** Start PROVIDED RECORDS **

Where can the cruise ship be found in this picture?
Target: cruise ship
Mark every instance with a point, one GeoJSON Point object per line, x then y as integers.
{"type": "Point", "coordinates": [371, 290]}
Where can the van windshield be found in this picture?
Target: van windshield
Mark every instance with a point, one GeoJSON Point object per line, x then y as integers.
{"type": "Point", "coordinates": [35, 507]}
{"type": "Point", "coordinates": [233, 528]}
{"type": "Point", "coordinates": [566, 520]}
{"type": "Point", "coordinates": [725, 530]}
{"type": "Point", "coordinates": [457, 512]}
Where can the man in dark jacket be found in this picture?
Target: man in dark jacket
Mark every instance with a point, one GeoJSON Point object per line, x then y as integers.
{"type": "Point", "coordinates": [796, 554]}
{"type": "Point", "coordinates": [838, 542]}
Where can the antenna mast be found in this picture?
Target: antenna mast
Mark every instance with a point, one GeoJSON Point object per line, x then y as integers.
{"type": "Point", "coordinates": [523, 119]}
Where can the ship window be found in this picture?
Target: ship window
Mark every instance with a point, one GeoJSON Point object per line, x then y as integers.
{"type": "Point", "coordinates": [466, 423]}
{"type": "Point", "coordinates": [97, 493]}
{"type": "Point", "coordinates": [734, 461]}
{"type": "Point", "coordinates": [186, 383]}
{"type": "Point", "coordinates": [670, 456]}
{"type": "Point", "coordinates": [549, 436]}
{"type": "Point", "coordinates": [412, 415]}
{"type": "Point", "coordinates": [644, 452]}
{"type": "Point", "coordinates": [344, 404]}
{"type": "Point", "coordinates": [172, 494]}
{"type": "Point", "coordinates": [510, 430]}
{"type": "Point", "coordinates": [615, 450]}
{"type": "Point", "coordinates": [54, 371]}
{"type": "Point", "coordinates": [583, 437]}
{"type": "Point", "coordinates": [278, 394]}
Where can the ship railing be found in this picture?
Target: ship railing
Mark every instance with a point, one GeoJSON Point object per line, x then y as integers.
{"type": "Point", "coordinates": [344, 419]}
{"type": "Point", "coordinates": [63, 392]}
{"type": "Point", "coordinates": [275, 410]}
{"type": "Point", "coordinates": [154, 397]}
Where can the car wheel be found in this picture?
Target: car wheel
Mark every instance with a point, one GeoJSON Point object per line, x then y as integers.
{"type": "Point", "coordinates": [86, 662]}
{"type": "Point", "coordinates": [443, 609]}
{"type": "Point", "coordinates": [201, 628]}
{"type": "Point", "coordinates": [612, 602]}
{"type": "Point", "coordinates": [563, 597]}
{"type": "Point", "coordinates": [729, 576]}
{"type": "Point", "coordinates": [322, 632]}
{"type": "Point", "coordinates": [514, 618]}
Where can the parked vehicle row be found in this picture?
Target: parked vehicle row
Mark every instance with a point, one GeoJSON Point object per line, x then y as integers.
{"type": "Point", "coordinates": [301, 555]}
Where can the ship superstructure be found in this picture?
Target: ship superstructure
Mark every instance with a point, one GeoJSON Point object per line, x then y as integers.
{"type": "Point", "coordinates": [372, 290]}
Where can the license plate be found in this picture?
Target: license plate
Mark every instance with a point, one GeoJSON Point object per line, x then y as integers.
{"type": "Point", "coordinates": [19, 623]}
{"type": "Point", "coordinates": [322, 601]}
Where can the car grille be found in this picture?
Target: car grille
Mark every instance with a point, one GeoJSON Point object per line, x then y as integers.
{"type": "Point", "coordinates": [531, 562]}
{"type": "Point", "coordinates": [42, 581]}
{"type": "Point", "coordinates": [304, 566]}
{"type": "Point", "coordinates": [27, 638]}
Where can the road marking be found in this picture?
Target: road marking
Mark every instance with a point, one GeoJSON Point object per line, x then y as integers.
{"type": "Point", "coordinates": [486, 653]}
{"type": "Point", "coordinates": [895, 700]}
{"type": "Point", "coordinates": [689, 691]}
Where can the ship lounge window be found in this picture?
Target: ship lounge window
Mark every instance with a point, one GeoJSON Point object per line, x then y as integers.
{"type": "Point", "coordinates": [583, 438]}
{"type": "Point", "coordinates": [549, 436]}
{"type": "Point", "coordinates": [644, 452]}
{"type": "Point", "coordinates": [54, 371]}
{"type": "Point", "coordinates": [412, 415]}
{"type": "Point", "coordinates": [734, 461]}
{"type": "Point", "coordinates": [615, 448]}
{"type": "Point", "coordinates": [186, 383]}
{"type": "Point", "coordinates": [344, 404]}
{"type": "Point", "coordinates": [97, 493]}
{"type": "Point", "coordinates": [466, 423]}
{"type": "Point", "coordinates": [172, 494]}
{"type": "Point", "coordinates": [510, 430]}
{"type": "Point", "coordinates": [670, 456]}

** End PROVIDED RECORDS **
** Start PROVIDED RECORDS **

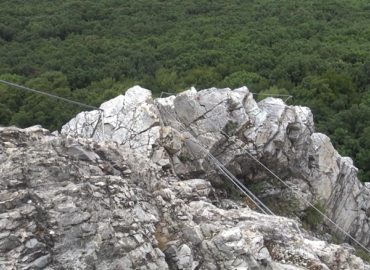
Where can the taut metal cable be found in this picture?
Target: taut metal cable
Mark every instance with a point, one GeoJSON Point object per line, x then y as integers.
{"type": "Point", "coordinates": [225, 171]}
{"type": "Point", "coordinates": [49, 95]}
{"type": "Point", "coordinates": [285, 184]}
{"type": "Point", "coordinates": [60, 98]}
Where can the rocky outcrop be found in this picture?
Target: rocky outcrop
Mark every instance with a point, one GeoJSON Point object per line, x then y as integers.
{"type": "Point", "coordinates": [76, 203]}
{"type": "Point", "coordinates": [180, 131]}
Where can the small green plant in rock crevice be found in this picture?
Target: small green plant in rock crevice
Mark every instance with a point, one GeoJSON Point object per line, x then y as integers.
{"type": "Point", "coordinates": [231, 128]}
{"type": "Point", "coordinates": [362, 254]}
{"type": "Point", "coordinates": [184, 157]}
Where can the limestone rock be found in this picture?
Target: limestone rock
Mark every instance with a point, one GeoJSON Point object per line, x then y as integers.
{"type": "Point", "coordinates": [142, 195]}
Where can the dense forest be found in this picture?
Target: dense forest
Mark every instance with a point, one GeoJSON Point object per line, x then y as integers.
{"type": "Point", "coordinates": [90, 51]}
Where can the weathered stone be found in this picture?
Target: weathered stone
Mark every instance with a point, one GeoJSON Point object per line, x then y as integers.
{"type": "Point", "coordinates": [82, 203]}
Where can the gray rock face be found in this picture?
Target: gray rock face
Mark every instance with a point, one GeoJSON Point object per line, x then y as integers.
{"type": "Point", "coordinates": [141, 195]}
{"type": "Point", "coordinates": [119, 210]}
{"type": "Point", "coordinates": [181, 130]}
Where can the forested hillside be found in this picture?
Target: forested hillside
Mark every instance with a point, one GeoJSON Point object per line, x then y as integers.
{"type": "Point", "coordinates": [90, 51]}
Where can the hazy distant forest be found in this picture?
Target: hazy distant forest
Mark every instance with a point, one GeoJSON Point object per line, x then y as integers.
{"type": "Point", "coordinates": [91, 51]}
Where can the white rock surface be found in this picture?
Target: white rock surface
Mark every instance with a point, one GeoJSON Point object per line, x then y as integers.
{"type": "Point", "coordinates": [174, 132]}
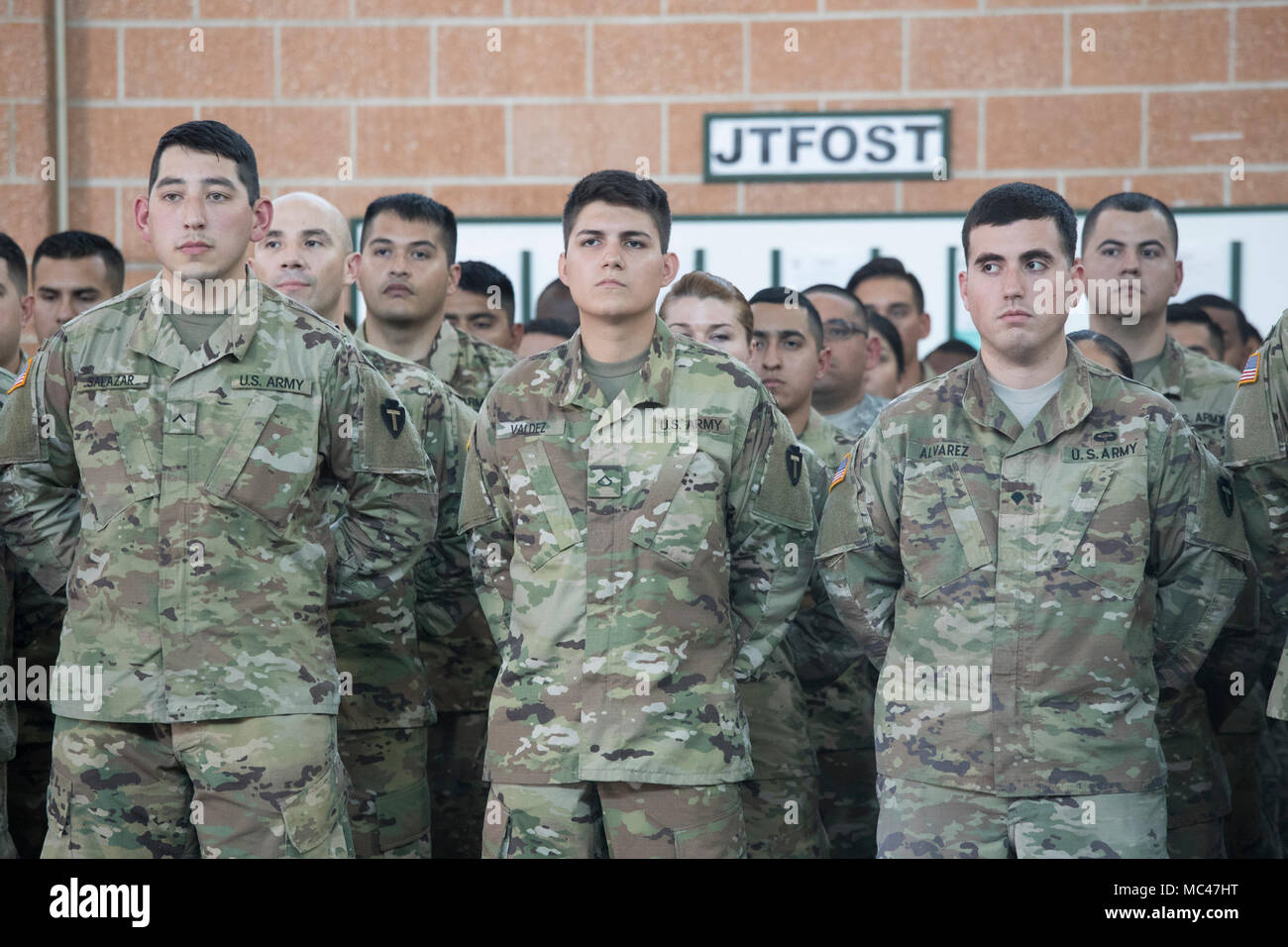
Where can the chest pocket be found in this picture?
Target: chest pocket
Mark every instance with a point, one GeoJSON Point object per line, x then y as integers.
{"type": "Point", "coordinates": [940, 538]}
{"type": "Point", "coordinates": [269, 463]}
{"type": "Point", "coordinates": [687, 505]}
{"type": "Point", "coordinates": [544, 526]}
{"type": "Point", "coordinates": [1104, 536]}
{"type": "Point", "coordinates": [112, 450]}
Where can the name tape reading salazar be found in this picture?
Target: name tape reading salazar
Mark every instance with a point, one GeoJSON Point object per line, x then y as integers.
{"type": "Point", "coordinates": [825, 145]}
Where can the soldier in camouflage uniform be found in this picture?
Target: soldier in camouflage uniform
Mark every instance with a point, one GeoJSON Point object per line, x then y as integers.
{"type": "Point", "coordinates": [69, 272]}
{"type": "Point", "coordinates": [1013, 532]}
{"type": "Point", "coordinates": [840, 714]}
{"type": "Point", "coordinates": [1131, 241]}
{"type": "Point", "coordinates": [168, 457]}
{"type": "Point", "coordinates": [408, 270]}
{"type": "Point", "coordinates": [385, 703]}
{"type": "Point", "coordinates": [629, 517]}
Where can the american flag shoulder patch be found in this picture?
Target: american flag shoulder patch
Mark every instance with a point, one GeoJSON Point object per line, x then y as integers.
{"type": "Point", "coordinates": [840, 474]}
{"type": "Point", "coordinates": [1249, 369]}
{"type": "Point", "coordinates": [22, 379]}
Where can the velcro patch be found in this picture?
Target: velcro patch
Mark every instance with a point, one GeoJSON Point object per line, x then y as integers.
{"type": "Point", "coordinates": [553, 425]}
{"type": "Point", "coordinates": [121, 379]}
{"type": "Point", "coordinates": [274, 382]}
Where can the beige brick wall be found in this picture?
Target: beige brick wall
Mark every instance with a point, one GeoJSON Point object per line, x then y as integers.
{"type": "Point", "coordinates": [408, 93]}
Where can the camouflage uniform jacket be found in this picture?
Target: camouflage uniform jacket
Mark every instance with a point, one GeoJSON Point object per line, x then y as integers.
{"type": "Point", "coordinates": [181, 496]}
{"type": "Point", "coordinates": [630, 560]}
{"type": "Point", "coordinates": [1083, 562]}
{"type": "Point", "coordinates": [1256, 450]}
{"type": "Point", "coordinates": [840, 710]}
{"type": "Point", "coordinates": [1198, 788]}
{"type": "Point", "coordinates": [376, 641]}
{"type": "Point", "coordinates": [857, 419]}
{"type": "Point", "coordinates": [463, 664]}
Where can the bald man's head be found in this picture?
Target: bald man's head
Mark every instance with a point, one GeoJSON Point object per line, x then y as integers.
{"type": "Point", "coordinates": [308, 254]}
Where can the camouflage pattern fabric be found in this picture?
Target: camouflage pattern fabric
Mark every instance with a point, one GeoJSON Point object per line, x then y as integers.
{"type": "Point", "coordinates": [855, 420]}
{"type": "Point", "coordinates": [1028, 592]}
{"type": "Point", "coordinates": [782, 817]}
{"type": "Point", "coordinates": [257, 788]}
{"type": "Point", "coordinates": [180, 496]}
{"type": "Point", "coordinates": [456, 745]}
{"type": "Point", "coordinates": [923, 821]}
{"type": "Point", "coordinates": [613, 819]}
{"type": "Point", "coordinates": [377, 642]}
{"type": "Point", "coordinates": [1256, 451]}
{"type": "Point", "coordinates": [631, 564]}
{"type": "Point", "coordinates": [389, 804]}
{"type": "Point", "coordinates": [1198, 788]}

** End PROVIDED RECORDS **
** Start PROVIDED RECORDS **

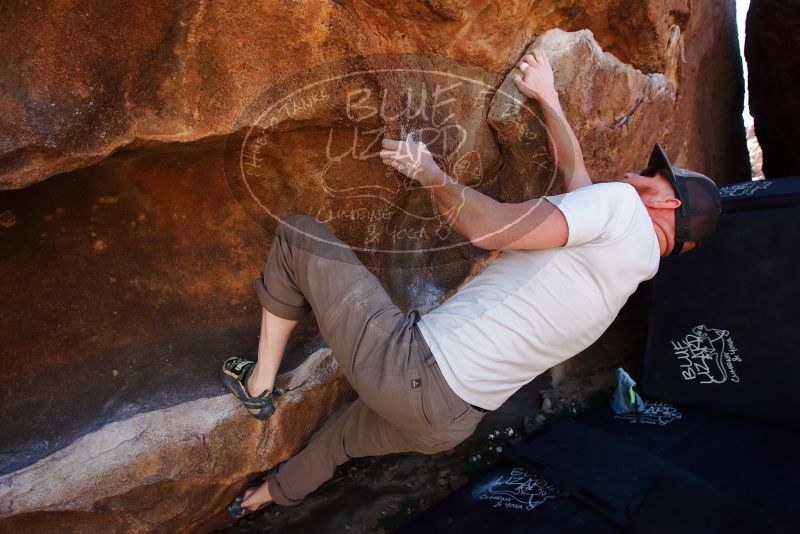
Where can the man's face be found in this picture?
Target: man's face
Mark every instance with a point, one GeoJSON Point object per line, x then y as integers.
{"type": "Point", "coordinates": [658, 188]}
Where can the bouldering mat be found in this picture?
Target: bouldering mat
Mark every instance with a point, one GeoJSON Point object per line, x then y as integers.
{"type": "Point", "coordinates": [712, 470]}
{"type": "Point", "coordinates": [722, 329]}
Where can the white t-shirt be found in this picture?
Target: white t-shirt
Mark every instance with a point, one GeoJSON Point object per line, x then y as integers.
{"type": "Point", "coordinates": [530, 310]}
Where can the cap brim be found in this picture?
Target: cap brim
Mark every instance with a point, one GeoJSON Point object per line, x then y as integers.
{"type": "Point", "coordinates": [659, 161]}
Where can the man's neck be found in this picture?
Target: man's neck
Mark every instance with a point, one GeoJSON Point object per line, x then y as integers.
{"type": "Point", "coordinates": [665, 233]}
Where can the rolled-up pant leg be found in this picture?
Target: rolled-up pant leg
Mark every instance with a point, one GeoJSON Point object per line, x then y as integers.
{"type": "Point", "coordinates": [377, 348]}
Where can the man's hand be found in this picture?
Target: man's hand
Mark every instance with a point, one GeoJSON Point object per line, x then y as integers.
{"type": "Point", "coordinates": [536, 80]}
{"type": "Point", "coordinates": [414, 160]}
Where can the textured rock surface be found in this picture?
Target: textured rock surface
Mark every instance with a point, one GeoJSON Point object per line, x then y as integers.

** End PROVIDED RECORDS **

• _OBJECTIVE_
Pick out every line of the records above that contains the string "jacket", and copy each one. Treat uppercase and lowercase letters as different.

• _COMPLETED EXERCISE_
Where can the man in dark jacket be found in this picture?
Target: man in dark jacket
Where can the camouflage uniform jacket be found in this picture?
Target: camouflage uniform jacket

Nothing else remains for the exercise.